YOUR GOAL
Look for "request | drop a dot on each instance of the white" in the entries below. Write out that line and all later lines exactly, ending with the final one.

Content starts

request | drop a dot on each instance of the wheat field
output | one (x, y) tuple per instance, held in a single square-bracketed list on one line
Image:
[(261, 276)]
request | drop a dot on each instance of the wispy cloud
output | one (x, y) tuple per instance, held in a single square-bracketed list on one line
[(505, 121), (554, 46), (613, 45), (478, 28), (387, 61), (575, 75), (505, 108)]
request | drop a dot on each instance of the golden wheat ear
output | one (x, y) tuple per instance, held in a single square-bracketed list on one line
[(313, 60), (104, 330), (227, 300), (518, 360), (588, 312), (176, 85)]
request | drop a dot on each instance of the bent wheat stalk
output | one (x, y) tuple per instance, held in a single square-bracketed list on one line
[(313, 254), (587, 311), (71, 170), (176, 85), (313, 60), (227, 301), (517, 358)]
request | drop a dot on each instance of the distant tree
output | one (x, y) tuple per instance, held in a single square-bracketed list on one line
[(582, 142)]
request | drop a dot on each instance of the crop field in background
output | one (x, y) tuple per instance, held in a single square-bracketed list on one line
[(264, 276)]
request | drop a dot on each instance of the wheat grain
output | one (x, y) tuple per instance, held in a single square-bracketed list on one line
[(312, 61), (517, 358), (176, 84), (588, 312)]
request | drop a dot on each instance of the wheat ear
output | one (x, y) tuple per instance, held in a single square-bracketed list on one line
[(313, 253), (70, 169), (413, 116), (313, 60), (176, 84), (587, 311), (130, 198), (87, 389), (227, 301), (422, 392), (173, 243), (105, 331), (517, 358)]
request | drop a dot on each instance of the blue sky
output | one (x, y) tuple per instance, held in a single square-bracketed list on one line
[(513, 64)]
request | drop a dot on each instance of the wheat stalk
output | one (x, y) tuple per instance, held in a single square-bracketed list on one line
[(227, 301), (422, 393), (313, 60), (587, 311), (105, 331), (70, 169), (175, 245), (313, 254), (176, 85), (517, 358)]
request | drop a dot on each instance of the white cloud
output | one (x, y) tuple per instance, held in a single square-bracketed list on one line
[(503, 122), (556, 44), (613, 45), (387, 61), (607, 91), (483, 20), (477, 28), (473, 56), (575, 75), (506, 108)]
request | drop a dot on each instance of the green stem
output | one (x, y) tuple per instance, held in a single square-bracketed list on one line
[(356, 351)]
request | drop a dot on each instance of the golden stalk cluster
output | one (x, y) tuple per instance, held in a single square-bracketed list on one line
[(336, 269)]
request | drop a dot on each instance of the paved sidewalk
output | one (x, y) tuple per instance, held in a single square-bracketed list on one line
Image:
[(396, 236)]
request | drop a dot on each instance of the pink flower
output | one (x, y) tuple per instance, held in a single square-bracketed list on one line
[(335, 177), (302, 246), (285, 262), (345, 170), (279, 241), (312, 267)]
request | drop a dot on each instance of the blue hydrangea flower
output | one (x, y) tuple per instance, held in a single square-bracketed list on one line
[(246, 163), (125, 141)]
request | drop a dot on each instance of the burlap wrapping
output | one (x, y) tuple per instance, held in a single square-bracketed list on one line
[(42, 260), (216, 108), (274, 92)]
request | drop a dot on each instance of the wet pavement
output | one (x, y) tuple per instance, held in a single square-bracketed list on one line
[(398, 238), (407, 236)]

Content ends

EXPECTED OUTPUT
request | drop a dot on each instance of the white cloud
output | one (x, y) tuple per instance, held in a single square-bracketed list on one line
[(503, 122), (556, 44), (613, 45), (387, 61), (607, 91), (483, 20), (477, 28), (473, 56), (575, 75), (506, 108)]
request | drop a dot on each instance of the green stem
output | one (x, y) tuple per instance, held in a single square-bracketed list on one line
[(356, 351)]
request | drop a dot on each instance of the golden stalk cluster
output | one (x, y) tuple per instance, held in a single square-bracketed list on one line
[(336, 269)]
request | drop a dot on each instance of the paved sidewalk
output | one (x, y) tuple per instance, held in a single square-bracketed list on one line
Image:
[(396, 236)]
request | drop a dot on each instance of the pink flower
output | one (x, y) tuple per instance, held in a single square-bracketed list on one line
[(335, 177), (302, 246), (285, 262), (345, 170), (279, 241), (312, 267)]
request | drop a dot on each instance of the blue hydrangea flower
output | one (x, y) tuple per instance, held in a single square-bracketed list on one line
[(246, 163), (125, 141)]
request | drop a dot on each instance of the burlap wrapping
output | one (x, y) tuple per instance, held in a single square-bracketed list on one line
[(42, 260), (216, 108), (274, 92)]
request | drop a dot on each instance of the wet pavement
output | one (x, y) tuple per instance, held in a single square-bracketed list on one line
[(398, 238), (407, 236)]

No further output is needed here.